◆ Source passage:
★ ★ ★ ★

Model answer: It's the guarantee that each event affects the result once, even when failures cause retries. The three levels are at-most-once (may drop events, never duplicates), at-least-once (never drops, but may double-count on retry), and exactly-once (the ideal). It's hard because in a distributed system a node can process an event, then crash before recording that it did — so on restart, did it finish or not? Systems achieve effective exactly-once through idempotent writes (re-applying is a no-op) or transactional checkpoints that commit progress and output together.
4. Apache Kafka¶
Q4.1 — What is Kafka, in one paragraph?¶
Probing: Is it "a message queue," or do you grasp the durable log idea?
Model answer: Kafka is a distributed, durable commit log used as the backbone for streaming data. Producers append events to topics; consumers read them. Unlike a traditional queue that deletes a message once it's consumed, Kafka retains events for a configured period (hours, days, or forever), so many independent consumers can read the same stream at their own pace, and you can replay history. It's the standard "central nervous system" that decouples the systems producing data from those consuming it.
Q4.2 — Explain topics, partitions, and consumer groups.¶
Probing: The core data model — and how Kafka scales and orders.
Model answer: A topic is a named stream of events (e.g., orders). Each topic is split into partitions — that's the unit of parallelism and ordering. A producer's event is appended to one partition (often chosen by a key, so all events for the same customer land in the same partition and stay ordered). Kafka guarantees order within a partition, not across the whole topic. A consumer group is a set of consumers sharing the work: Kafka assigns each partition to exactly one consumer in the group, so adding consumers (up to the partition count) scales throughput. Different consumer groups each get the full stream independently.

★ ★ ★ ★

Labeled shape records
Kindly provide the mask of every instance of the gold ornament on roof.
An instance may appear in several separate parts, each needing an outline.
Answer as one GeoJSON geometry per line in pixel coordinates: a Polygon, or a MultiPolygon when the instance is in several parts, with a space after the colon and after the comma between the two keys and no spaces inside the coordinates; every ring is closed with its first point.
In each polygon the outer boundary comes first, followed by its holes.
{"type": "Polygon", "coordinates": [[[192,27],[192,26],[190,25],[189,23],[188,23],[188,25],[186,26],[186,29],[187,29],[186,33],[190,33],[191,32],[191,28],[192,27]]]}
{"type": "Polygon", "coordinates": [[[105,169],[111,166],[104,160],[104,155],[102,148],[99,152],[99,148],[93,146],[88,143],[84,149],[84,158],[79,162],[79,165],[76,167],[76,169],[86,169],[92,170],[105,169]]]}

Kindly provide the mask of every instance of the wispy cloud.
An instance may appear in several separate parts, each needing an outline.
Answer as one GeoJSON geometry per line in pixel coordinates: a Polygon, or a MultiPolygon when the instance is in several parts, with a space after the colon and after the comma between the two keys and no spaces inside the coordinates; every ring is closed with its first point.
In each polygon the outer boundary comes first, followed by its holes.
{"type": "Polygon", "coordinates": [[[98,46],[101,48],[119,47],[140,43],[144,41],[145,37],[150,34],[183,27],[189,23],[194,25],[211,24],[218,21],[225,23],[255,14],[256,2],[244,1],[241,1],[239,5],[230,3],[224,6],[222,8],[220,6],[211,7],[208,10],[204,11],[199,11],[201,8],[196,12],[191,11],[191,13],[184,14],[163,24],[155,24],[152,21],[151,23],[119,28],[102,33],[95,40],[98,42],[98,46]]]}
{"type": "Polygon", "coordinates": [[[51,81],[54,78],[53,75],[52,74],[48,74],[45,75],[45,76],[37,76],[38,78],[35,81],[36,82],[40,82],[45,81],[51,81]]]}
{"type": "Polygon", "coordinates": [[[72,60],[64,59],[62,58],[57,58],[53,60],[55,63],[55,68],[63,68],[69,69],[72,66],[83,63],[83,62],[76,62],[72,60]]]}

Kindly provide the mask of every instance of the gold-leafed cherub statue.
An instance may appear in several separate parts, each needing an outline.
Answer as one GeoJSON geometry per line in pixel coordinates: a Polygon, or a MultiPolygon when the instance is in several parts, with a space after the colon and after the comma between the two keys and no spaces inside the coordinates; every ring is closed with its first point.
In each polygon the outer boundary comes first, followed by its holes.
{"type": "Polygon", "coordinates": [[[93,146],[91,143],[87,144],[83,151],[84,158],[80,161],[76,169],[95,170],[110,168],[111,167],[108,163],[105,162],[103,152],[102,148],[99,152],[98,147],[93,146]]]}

★ ★ ★ ★

◆ Written exercise 1:
Answer these questions using the Kafka passage.
(a) What are the three delivery levels it lists?
(b) For how long can Kafka keep events, according to its examples?
(c) Where does Kafka guarantee the order of events?
◆ Written exercise 2: Resume the Kafka passage after its last sentence, keeping its question-and-model-answer format.
These records are separate material and have no connection to the Kafka passage.

◆ Final answer 1:
(a) At-most-once, at-least-once, and exactly-once.
(b) For a configured period, such as hours, days, or forever.
(c) Within a partition, not across the whole topic.

◆ Final answer 2:
Follow-up: "What happens if you have more consumers than partitions?" → The extra consumers sit idle — a partition can feed only one consumer per group, so partition count caps a group's parallelism.
Q4.3 — What is an offset, and why does it matter?¶
Probing: How Kafka tracks progress and enables replay.
Model answer: An offset is the sequential position of an event within a partition — event 0, 1, 2, and so on. Each consumer group records the offset it has read up to (its "committed offset"). This is what lets a consumer crash and resume exactly where it left off, and what lets you replay by resetting the offset backward to reprocess old data. Because Kafka stores offsets per group, the analytics team and the billing team can be at completely different positions in the same topic.
5. Lambda vs Kappa Architecture¶
Q5.1 — What problem do these architectures solve?¶
Probing: Why anyone needs a named "architecture" here at all.
Model answer: They answer: "How do I serve both fast, real-time results and accurate, complete historical results from the same data?" Real-time stream results are quick but can be approximate (late data, no time to recompute); batch results are accurate but slow. Lambda and Kappa are two patterns for reconciling speed with correctness.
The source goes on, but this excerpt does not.